◆ Required tasks
A: Revise the shark bite passage: reproduce it starting at "The reality stands" and ending at "statistically frequent occurrence.", with "infrequent" changed to "rare".
B: In the passage on shark bites, what is the rare fatality usually due to?

◆ Page extract
= = =
The reality stands that people just are not a natural or desired source of food for sharks. Shark bites happen, but they are infrequent and there are a variety of theories regarding why sharks bite – ranging from defensive posturing, to curiosity, to competition, to mistaken identity. From our experience, this varies by species, conditions, and even the individual animal. Suffice it to say, this is not a statistically frequent occurrence.

Save Our Seas recently posted some good information about white sharks and why they may bite. The first and most commonly accepted explanation is that they are accidental, exploratory bites – a case of mistaken identity. Secondly, sharks, who don’t have hands, use their mouths to investigate objects they are innately curious about. Finally, it is believed that certain types of sharks defend their personal space by communicating through body posturing and biting.

Regardless of why a shark bite occurs, most sharks will typically bite once, realize that we are not a source of food, and leave. The rare fatality is usually due to loss of blood after that exploratory bite. Given the advanced predatory skills of sharks, if humans were a perceived food source, there would be almost as many fatalities as there are shark incidents, and many more incidents.

Remember – sharks are large wild animals. Stepping into their habitat has some risks. With the proper safety protocols, a high level of diving experience, and guidance from reputable dive operations, the risk is small when compared to the reward of an up-close encounter with one of the great co-inhabitants of our earth.
= = =
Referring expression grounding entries
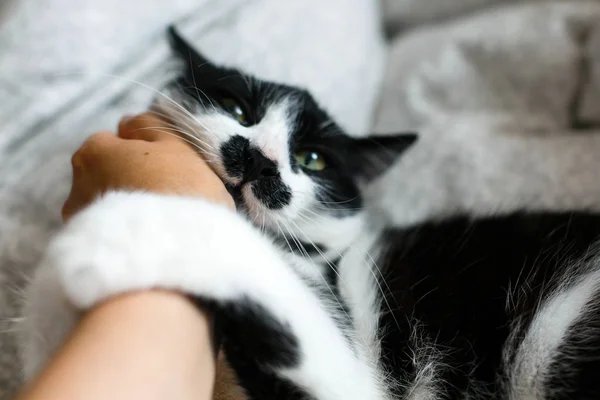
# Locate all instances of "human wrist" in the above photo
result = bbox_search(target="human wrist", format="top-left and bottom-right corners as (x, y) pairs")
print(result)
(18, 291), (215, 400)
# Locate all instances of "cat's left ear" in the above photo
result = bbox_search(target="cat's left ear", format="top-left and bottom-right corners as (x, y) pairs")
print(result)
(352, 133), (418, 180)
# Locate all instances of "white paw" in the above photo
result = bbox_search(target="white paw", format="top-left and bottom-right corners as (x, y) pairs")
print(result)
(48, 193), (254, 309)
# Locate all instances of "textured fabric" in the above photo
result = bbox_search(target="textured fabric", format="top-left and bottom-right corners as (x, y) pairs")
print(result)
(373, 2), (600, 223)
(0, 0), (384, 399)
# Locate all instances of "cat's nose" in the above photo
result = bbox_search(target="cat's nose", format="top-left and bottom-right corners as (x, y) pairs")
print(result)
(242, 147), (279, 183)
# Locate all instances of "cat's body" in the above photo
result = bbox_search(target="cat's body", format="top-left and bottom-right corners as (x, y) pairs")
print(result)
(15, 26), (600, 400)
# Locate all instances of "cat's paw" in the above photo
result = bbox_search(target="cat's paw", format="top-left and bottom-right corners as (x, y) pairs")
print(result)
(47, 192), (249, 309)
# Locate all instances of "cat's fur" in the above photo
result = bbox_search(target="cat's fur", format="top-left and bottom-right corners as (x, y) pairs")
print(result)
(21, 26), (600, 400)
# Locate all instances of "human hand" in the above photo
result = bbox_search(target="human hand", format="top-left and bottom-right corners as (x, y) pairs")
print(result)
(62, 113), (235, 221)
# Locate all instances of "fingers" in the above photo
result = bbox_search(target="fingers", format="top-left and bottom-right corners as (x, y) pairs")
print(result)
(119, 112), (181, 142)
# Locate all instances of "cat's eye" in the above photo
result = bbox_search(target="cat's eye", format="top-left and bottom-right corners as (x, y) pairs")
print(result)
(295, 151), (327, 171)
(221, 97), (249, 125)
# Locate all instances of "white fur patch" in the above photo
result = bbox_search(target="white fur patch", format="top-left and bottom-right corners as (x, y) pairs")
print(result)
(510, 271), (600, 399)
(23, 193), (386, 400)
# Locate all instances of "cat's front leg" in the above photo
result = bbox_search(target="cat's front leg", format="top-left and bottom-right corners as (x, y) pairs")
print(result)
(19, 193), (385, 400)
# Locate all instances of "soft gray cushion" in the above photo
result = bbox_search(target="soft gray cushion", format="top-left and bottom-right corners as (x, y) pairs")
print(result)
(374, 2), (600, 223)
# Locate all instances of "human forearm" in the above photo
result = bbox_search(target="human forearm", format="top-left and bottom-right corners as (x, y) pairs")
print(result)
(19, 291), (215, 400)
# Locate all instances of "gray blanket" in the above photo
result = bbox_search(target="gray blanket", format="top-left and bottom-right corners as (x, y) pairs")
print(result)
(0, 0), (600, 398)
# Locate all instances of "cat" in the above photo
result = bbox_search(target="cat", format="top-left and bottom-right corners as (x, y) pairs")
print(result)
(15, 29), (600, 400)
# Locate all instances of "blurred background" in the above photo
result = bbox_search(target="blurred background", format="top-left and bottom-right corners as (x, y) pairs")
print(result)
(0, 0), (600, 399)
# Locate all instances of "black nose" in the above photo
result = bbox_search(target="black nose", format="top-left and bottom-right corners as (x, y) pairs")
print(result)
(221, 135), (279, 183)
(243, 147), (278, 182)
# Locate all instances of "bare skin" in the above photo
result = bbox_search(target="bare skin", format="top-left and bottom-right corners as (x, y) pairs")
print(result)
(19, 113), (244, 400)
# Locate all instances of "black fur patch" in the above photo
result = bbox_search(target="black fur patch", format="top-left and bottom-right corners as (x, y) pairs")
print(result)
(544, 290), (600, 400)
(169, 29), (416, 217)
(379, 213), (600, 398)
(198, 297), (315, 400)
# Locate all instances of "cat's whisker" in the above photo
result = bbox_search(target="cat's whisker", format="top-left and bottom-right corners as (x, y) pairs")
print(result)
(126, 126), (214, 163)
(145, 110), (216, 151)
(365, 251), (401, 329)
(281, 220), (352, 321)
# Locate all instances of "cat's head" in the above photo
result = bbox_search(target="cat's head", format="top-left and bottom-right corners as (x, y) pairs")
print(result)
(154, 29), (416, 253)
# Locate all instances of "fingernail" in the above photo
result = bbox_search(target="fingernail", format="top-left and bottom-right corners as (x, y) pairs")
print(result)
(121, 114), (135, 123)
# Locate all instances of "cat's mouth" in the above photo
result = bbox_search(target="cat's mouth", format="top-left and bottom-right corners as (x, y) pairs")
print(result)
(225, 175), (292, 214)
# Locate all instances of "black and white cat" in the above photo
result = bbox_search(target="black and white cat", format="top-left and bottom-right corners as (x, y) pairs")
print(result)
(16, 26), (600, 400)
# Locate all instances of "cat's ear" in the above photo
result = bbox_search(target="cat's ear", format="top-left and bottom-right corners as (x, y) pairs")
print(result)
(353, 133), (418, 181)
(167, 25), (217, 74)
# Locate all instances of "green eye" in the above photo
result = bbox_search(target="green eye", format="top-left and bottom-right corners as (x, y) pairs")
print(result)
= = =
◆ Solutions in order
A:
The reality stands that people just are not a natural or desired source of food for sharks. Shark bites happen, but they are rare and there are a variety of theories regarding why sharks bite – ranging from defensive posturing, to curiosity, to competition, to mistaken identity. From our experience, this varies by species, conditions, and even the individual animal. Suffice it to say, this is not a statistically frequent occurrence.

B: Loss of blood after the exploratory bite.